Brief:
Can you turn all of the records below into a numbered list, skipping any blank lines and leaving the pictures out?
%%
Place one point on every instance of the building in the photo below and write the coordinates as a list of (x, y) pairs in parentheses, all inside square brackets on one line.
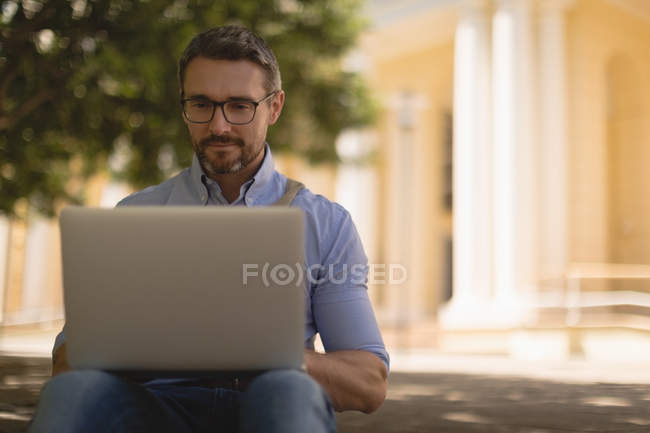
[(507, 184), (514, 145)]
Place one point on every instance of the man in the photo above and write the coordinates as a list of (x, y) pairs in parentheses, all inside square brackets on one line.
[(231, 93)]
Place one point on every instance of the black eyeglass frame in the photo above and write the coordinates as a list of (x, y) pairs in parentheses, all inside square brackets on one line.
[(223, 111)]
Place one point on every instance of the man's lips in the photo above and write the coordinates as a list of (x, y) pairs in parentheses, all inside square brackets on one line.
[(219, 145)]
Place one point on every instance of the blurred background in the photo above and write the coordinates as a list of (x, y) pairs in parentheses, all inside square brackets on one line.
[(499, 150)]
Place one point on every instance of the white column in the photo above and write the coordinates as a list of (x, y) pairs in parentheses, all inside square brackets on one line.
[(4, 260), (472, 156), (35, 278), (515, 159), (553, 139)]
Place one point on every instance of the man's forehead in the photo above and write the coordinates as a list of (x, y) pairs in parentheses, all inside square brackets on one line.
[(223, 78)]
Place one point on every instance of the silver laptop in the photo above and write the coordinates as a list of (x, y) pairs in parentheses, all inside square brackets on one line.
[(183, 289)]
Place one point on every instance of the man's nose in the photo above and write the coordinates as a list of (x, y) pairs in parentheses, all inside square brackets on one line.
[(218, 125)]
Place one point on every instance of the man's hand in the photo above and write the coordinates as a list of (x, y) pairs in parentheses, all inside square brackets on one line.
[(354, 379), (60, 361)]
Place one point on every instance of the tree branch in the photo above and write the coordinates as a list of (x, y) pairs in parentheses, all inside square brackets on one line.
[(27, 107)]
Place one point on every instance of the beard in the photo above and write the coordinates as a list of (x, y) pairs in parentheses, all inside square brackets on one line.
[(220, 164)]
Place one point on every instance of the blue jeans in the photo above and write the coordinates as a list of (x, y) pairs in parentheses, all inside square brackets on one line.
[(85, 401)]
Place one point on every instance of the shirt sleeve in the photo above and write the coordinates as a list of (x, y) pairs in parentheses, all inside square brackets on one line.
[(340, 305)]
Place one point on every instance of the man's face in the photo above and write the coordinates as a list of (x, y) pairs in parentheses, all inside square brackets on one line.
[(220, 146)]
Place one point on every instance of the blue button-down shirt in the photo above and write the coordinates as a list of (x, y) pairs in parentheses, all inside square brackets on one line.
[(337, 304)]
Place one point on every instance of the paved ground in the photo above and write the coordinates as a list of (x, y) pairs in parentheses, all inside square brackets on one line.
[(427, 402)]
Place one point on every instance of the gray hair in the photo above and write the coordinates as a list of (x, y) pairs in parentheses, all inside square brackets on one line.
[(232, 42)]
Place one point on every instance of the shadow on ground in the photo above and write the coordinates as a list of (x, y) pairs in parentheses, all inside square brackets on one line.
[(425, 402)]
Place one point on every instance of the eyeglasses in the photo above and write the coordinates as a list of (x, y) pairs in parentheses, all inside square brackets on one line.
[(236, 112)]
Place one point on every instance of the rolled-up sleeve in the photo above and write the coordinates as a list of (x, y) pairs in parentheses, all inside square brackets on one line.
[(341, 309)]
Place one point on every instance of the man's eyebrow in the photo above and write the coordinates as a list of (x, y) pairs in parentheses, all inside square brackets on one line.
[(232, 98)]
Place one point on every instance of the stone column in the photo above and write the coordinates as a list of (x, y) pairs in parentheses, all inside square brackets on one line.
[(553, 139), (515, 158), (472, 156), (4, 261)]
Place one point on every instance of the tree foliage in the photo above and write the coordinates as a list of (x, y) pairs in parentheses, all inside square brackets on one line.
[(86, 84)]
%%
Problem solution:
1. Place one point on every instance of the building in the photo below and write the coordinates as a list of (x, y) pairs in parentheses, all inside square brackets on one line.
2. [(507, 184), (514, 145)]
3. Place one point on every instance of the man in the photo above and write the coordinates as a list of (x, y) pairs in parentheses, all inside square brackets on one line.
4. [(231, 93)]
5. Place one point on every instance of the black eyeglass frame in the photo above and write the coordinates as a list of (x, y) pairs in parentheses, all inside square brackets on one line.
6. [(223, 111)]
7. Place one point on every instance of the man's lips in the photo above and write the coordinates as a list of (x, y) pairs in parentheses, all inside square brackets on one line.
8. [(219, 145)]
9. Place one point on every instance of the blurred background in the photo above and write the coordinates as a list of (x, y) pairs in parentheses, all inside square brackets on one line.
10. [(499, 150)]
11. Place one point on every instance of the white column in the photo above and write the coordinates as a list of (x, y) pairs in parentheses, all inside square brackets on one line.
12. [(4, 260), (472, 156), (35, 278), (515, 159), (553, 139)]
13. Place one point on every instance of the man's forehead in the photo above and write the coordinates as a list of (x, y) pairs in parentheses, all inside square brackets on one line.
14. [(223, 78)]
15. Place one point on every instance of the silver laptop in the photo above and write the coordinates as a list of (x, y) pairs in parentheses, all inside square brackets on one line.
16. [(183, 289)]
17. Place one point on every instance of the man's nose in the photo above and write the coordinates as a list of (x, y) pairs in parentheses, all inside square brackets on one line.
18. [(218, 125)]
19. Place one point on every instance of the man's hand in the photo above and write the coordinates as a list of (x, y) pairs in parentheses, all inside square brackets on one line.
20. [(354, 379), (60, 361)]
21. Place one point on every instance of the tree branch in the photo above and write the coordinates as a list of (x, y) pairs in parentheses, all inside square brackets on one line.
22. [(27, 107)]
23. Place one point on every instance of the beard in the photo above and write the coordinates as a list of (x, y) pairs in parentheses, all inside square brackets on one line.
24. [(220, 164)]
25. Place one point on every instance of the blue jeans in the photo above and write the coordinates as a list of (x, y) pairs in parentheses, all inside square brackets on one line.
26. [(85, 401)]
27. Place one point on every instance of the shirt sleeve in the photo above and write the coordinates as a list of (x, y) pairs in parentheses, all inside square brackets on one line.
28. [(340, 305)]
29. Place one point on every instance of the man's face in the photo above and write the coordinates as a list of (x, y) pairs in parentheses, all inside square brackets on one line.
30. [(220, 146)]
31. Place one point on every instance of the blue button-down shirt in the photo above and write the coordinates as a list of (x, y) pairs in parentheses, all inside square brackets on one line.
32. [(337, 304)]
33. Place one point on every instance of the paved ground in the photo above and write the coordinates as a list of (x, y) pairs in parentheses, all inside square brackets on one line.
34. [(427, 402)]
35. Place one point on every instance of the gray hair in the photo above and write the coordinates as a list of (x, y) pairs in parentheses, all inside square brackets on one line.
36. [(232, 42)]
37. Place one point on every instance of the shadow on ground in the photo above and write the coordinates as a list of (x, y) pairs in parentheses, all inside square brackets on one line.
38. [(425, 402)]
39. Place one point on every instance of the eyeglasses in the photo above and write the coordinates as a list of (x, y) pairs in parentheses, all inside square brackets on one line.
40. [(236, 112)]
41. Place one point on every instance of the rolled-up sleeve in the photo above and write the coordinates as a list of (x, y) pairs in parentheses, all inside square brackets on one line.
42. [(341, 309)]
43. Place one point on every instance of the man's eyebrow in the photo above and write the coordinates as a list of (x, y) pairs in parentheses, all inside square brackets on one line.
44. [(232, 98)]
45. Place one point on every instance of the stone column in the photo above and write the coordinates as a list of (x, y) pairs in parentheses, all inside square brackets on one line.
46. [(553, 139), (515, 158), (472, 156), (4, 261)]
47. Place one point on every instance of the tree foliage in the photo above and write the coordinates as a list of (x, y) pairs in parentheses, all inside square brackets on one line.
48. [(86, 84)]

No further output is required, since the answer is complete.